__SET PROBLEM__
Please revise the records below by replacing each "Target" with "Label" and changing nothing else. Leave the pictures out of your answer.
%%
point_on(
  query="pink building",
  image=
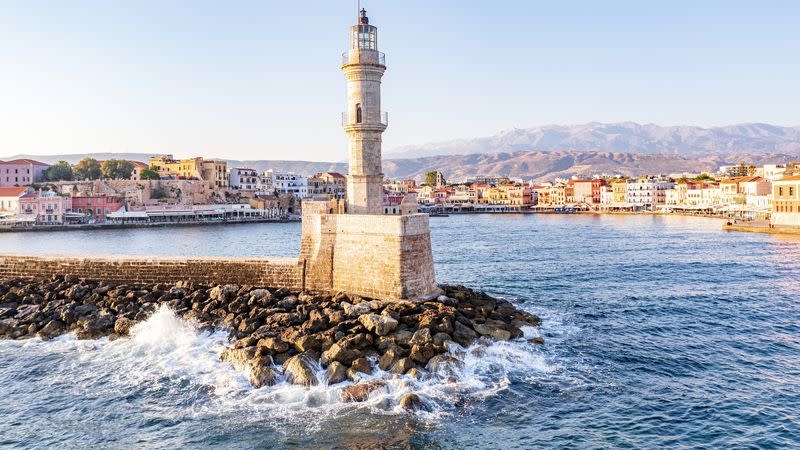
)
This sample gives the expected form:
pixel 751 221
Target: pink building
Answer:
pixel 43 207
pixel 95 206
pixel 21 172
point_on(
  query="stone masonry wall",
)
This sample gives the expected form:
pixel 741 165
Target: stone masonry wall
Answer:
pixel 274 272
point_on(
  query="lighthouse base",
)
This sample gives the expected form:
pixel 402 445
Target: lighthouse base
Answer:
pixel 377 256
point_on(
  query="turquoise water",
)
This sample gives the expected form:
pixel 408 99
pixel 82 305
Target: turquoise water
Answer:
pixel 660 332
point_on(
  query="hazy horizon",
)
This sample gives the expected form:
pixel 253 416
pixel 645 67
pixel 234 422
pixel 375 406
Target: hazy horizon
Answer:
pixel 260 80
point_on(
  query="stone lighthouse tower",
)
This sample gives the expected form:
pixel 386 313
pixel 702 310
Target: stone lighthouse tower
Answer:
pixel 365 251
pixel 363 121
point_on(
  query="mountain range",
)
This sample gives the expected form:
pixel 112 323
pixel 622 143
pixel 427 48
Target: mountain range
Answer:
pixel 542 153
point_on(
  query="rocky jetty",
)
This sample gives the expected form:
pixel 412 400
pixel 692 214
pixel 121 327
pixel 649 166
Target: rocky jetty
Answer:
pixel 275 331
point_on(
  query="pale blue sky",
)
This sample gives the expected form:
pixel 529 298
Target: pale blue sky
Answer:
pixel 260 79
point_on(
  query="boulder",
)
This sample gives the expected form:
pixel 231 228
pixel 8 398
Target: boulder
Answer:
%%
__EXPECTED OUTPUT__
point_on(
  query="pink building",
  image=
)
This sample gives the expected form:
pixel 751 221
Label: pink building
Answer:
pixel 43 207
pixel 95 206
pixel 21 172
point_on(
  query="stone masonry wall",
)
This sample gives the expected form:
pixel 741 165
Label: stone masonry wall
Answer:
pixel 274 272
point_on(
  query="lighthouse base",
)
This sample gives the expected form:
pixel 402 445
Label: lighthouse base
Answer:
pixel 377 256
point_on(
  query="turquoise water",
)
This sample gives the expected form:
pixel 408 99
pixel 82 305
Label: turquoise water
Answer:
pixel 660 332
point_on(
  query="hazy horizon",
)
This sample gives the expected form:
pixel 253 416
pixel 645 67
pixel 234 422
pixel 375 406
Label: hazy horizon
Answer:
pixel 260 80
point_on(
  query="stone lighthouse tower",
)
This sample gives the expected form:
pixel 386 313
pixel 702 310
Label: stone lighthouse tower
Answer:
pixel 365 251
pixel 363 121
point_on(
  query="mountain range",
)
This sample gives the expected form:
pixel 112 323
pixel 622 143
pixel 427 48
Label: mountain range
Answer:
pixel 542 153
point_on(
  query="rocky jetty",
)
This sample gives the expected form:
pixel 412 400
pixel 692 214
pixel 121 327
pixel 649 166
Label: rocky jetty
Answer:
pixel 275 331
point_on(
  query="pale blue sky",
)
This sample gives the expected form:
pixel 529 298
Label: pale blue sky
Answer:
pixel 260 79
point_on(
  query="boulder",
)
This sample gives the expected form:
pixel 231 228
pixel 8 398
Label: boulder
Answer:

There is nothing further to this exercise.